■ What to work on ■
Which lines in the items below contain the word "grass"? Copy each of them in full.

■ Supplied records ■
══════════
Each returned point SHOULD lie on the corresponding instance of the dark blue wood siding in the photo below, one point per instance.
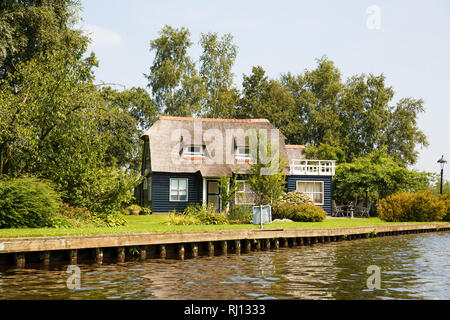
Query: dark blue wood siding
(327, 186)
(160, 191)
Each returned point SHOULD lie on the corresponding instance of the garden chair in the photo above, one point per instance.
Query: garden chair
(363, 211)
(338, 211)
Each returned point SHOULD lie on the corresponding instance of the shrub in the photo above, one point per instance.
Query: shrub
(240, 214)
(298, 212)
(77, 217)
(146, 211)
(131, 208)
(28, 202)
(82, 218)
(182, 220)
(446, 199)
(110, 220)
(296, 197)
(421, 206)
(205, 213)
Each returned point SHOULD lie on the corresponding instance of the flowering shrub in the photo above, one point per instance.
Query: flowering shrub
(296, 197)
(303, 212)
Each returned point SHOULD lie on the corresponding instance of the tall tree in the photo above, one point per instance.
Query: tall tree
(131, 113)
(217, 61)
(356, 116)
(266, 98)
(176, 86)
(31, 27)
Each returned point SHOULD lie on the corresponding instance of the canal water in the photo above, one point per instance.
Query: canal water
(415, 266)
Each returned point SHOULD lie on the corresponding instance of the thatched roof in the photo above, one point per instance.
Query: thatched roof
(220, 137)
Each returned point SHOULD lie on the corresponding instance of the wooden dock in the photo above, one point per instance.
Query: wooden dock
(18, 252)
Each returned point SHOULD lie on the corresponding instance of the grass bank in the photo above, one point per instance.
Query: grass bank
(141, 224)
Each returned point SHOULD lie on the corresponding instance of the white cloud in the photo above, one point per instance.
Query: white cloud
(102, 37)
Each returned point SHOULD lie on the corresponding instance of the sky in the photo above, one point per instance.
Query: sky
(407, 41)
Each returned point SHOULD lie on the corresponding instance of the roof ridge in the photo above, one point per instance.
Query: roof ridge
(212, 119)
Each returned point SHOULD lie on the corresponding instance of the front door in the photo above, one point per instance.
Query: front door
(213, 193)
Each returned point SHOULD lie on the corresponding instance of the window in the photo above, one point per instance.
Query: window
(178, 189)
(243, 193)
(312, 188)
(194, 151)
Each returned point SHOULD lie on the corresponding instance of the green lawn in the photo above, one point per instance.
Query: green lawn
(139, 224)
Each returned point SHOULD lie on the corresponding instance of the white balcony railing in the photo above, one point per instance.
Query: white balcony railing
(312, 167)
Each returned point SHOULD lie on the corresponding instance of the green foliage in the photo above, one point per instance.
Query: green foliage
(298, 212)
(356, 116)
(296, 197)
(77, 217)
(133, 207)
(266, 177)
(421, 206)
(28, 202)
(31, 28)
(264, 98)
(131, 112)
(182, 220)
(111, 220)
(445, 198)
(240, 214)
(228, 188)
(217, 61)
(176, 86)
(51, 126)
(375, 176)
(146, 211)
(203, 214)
══════════
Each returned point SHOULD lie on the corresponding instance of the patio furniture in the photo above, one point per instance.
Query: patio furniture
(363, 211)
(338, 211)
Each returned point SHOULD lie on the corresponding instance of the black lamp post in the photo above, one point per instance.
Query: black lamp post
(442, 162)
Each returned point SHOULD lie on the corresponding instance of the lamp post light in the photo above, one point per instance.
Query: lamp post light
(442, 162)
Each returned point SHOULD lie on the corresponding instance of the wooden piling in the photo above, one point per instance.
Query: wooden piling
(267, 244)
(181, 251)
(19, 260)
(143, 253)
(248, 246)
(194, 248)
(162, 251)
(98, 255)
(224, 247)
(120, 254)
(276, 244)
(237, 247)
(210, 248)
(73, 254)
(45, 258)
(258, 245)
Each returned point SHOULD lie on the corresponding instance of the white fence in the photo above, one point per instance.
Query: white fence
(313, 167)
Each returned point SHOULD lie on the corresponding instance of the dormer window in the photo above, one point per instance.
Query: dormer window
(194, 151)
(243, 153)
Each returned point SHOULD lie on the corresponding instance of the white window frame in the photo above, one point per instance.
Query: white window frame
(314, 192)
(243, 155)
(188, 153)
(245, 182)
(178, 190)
══════════
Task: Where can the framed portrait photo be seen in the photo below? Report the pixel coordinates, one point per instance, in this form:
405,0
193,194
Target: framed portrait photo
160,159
══════════
■ Response ■
Each returned point SHOULD lie on the corresponding instance of the grass bank in the photo above, one point per instance.
Query: grass bank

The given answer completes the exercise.